Transcribe every item below verbatim, omitting the pictures.
[start]
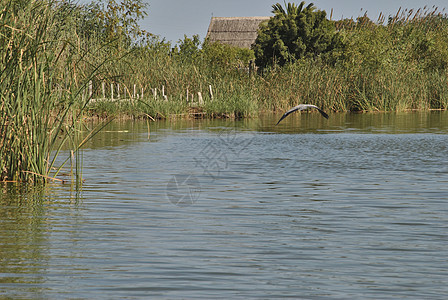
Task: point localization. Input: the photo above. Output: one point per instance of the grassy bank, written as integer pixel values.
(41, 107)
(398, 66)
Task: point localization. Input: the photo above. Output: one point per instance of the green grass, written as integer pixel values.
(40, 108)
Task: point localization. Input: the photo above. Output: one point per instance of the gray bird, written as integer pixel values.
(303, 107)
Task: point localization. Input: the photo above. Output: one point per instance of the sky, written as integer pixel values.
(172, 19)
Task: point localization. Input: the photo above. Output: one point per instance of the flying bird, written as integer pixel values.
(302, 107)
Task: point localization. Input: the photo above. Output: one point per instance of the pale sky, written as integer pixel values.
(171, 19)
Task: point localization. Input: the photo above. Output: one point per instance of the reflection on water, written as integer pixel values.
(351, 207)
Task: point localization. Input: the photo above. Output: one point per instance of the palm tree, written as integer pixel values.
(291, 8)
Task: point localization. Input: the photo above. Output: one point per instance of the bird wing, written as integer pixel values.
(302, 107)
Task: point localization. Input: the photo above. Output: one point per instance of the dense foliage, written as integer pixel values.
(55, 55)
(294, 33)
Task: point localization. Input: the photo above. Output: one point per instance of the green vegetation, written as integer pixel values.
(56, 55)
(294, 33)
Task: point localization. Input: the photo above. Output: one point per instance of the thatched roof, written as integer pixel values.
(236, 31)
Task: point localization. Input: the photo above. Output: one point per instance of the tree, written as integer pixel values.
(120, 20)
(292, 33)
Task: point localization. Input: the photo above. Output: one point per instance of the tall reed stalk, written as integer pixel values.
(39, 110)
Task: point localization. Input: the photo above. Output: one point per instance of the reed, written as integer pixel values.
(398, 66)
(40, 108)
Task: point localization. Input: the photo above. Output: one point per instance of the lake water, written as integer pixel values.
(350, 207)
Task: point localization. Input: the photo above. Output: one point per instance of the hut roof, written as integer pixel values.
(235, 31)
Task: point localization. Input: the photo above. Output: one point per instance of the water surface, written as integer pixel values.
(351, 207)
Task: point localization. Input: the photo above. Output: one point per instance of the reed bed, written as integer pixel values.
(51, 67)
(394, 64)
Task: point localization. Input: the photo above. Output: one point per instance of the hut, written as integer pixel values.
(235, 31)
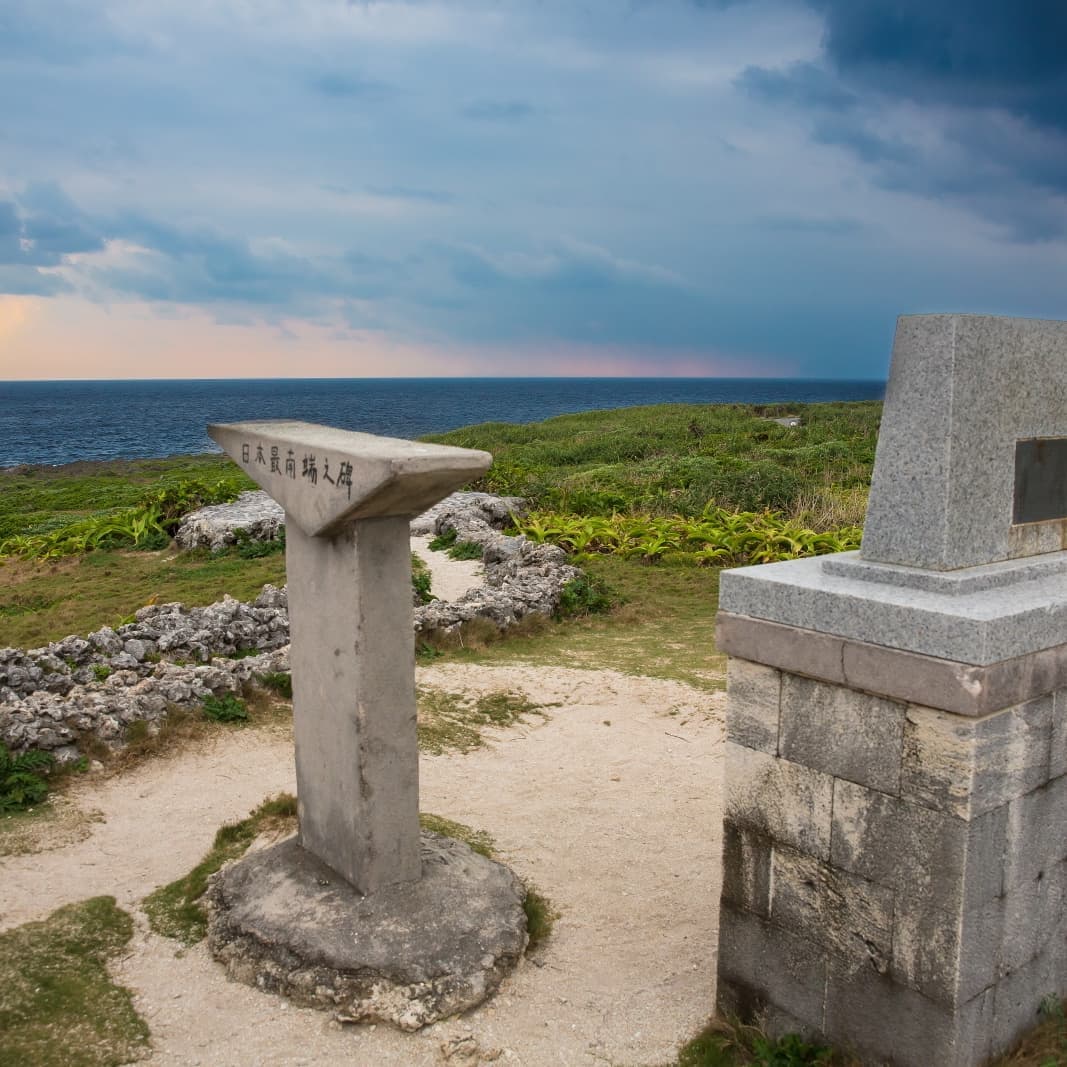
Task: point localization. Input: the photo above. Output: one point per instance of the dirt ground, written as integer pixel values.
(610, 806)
[end]
> **Result of the exercise**:
Task: point localization. Input: the photo above. Output: one point per instance of the grassy bank, written as integer pixel values.
(41, 107)
(398, 66)
Task: point localization. Input: the photo above. Output: one point per instance of the green grass, written as integer pixel values.
(40, 108)
Task: point localization. Input: the photo above. Output: one point per instance of the gray bird, written as integer pixel values.
(303, 107)
Task: point localization. Input: the photo above. Output: one point per instance of the sky, written as integer pixel values.
(172, 19)
Task: point localization. Input: the photo above. Output: one point per instance of the flying bird, written as integer pixel values.
(302, 107)
Task: point localization. Input: the photo above. Output: one point per instance of the pale sky, written as integer pixel values.
(171, 19)
Task: point localization. Input: the photo above. Output: one point per instance of the reflection on water, written as integer pixel values.
(351, 207)
Task: point localization. Input: the photo above. Output: one point per instance of the palm tree, written as integer pixel values.
(291, 8)
Task: point localization. Input: the photo above. Output: one point per instance of the bird wing, written as integer pixel values.
(302, 107)
Task: point localization. Input: the photo above. Output: one point per instance of the dense foliage, written as integer pixel values.
(55, 55)
(294, 33)
Task: point localization. Input: the photo above. Output: one point per instance of the green vegetation, written as integer pixel values.
(56, 55)
(294, 33)
Task: point localization. Input: the photo above. Output: one point per instance of the thatched roof, written as integer pixel values.
(236, 31)
Task: point localization. Input: the photo above. Output: one point per instance of the tree, written as integer pixel values.
(120, 20)
(292, 33)
Task: point localization. Input: the photo above. Output: one point per instance of the tall reed stalk, written as integer pixel values.
(39, 110)
Task: point localization. Input: the photo above. Output: one point per instance of the reed, written as integer pixel values.
(398, 66)
(40, 108)
Task: point localization. Input: the photo above. Output: one point per instance of the lake water, written as integer pixel values.
(350, 207)
Task: point localization. Input: the photo above. Output: one point per instance of the hut roof, written as integer pixel values.
(235, 31)
Task: point localization. Input: the photo above. Output: one point per instance of the water surface, written as integer pixel values.
(351, 207)
Task: point localization. Input: the photo above. Output: one point per instance of the reed bed, written as integer pixel values.
(51, 67)
(394, 64)
Task: point localization. Input: the photo above. Output: one point per instance of the hut, written as integer pixel values.
(235, 31)
Task: point localization. Input: the photo above. Output: one point per instance of the dirt ground, written as integer pixel values.
(610, 806)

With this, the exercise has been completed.